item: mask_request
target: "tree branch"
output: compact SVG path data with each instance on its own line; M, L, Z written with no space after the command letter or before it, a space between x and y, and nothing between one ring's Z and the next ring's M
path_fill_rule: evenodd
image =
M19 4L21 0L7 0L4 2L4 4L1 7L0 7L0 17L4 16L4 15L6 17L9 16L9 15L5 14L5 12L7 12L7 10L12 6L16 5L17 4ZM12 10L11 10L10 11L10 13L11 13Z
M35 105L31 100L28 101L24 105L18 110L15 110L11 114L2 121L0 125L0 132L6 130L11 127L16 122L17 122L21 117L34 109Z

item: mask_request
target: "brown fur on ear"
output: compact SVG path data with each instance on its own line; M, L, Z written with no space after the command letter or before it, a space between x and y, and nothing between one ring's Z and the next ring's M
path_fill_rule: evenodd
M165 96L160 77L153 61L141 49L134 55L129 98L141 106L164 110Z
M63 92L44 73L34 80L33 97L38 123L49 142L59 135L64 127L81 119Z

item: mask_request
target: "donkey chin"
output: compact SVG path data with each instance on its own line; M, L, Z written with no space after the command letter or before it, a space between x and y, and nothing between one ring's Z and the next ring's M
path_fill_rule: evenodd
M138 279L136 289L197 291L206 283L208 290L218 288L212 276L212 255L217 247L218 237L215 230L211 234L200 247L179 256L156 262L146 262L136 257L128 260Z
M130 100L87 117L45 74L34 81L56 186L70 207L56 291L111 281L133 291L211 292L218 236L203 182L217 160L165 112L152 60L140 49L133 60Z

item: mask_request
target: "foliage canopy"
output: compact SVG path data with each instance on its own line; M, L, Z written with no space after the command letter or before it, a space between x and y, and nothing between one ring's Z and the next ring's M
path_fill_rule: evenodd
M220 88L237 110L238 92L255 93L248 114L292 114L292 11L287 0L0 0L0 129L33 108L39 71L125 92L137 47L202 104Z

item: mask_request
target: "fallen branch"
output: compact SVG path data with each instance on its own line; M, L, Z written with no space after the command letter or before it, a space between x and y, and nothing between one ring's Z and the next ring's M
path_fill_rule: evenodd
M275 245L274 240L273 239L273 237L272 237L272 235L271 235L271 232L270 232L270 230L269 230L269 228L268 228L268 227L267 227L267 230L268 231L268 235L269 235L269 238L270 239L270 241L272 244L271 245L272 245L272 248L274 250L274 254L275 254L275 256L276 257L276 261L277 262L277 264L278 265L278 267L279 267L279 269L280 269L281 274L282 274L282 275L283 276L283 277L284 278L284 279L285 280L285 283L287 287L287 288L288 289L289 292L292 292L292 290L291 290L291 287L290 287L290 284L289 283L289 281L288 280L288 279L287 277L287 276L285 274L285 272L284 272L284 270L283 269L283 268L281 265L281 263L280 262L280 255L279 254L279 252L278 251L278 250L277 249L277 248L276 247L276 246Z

Exercise goal
Please format the listing above as a numbered list, leaving out the blank lines.

Answer to this task
1. item: mask_request
2. target: "tree branch"
3. output: compact SVG path data with each instance on its own line; M, L, Z written with no space after the command letter or before it, a space between x and y, and nothing between one ring's Z and the next ring's M
4. path_fill_rule: evenodd
5. image =
6. M19 4L21 0L7 0L4 2L4 4L1 7L0 7L0 17L4 16L4 15L6 17L9 16L9 15L5 14L5 12L7 12L7 10L12 6L16 5L17 4ZM12 10L11 10L10 11L10 13L11 13Z
7. M35 105L31 100L28 101L24 105L18 110L15 110L11 114L2 121L0 125L0 132L6 130L11 127L16 122L17 122L21 117L34 109Z
8. item: mask_request
9. target: "brown fur on ear"
10. output: compact SVG path data with each instance on its own line; M, L, Z written with no space after the command letter or before it, a space between x and y, and nothing between one ring's Z and the next ring's M
11. path_fill_rule: evenodd
12. M165 96L160 77L153 61L141 49L134 55L129 98L141 106L164 110Z
13. M63 92L44 73L34 80L33 97L38 123L49 142L59 135L64 127L81 119Z
14. item: mask_request
15. target: "donkey chin"
16. output: compact SVG path data with each instance on its own line; M, L, Z written with no space after the command letter or before it, a space between x and y, and nothing between one ring's Z and the next ring's M
17. path_fill_rule: evenodd
18. M138 279L136 289L197 291L206 283L208 290L218 288L212 276L212 255L217 247L218 237L215 230L211 234L200 247L179 256L156 262L146 262L136 257L128 260Z
19. M130 100L87 117L45 74L34 81L56 186L70 207L56 291L111 281L133 291L211 292L218 236L203 182L217 160L165 112L152 60L140 49L133 60Z
20. item: mask_request
21. target: "foliage canopy"
22. output: compact SVG path data with each instance on its own line; M, L, Z written with no space after the command letter or before it, a space between x and y, and nothing between one ring's Z and the next ring's M
23. path_fill_rule: evenodd
24. M220 88L237 110L238 92L255 93L248 114L292 114L292 11L287 0L0 0L0 129L33 108L39 71L125 92L137 47L202 104Z
25. item: mask_request
26. target: "fallen branch"
27. output: compact SVG path data with each instance on its own line; M, L, Z written with no space after the command letter or before it, a space between x and y, and nothing between one ring's Z and the next ring's M
28. path_fill_rule: evenodd
29. M275 245L274 240L273 239L273 237L272 237L272 235L271 235L271 232L270 232L270 230L269 230L269 228L268 228L268 227L267 227L267 230L268 231L268 235L269 235L269 238L270 239L270 241L272 244L271 245L272 245L272 248L274 250L274 254L275 254L275 256L276 257L276 261L277 262L277 264L278 265L278 267L279 267L279 269L280 269L281 274L282 274L282 275L283 276L283 277L284 278L284 279L285 280L285 283L287 287L287 288L288 289L289 292L292 292L292 290L291 290L291 287L290 287L290 284L289 283L289 281L288 280L288 279L287 277L287 276L285 274L285 272L284 272L284 270L283 269L283 268L281 265L281 263L280 262L280 255L279 254L279 252L278 251L278 250L277 249L277 248L276 247L276 246Z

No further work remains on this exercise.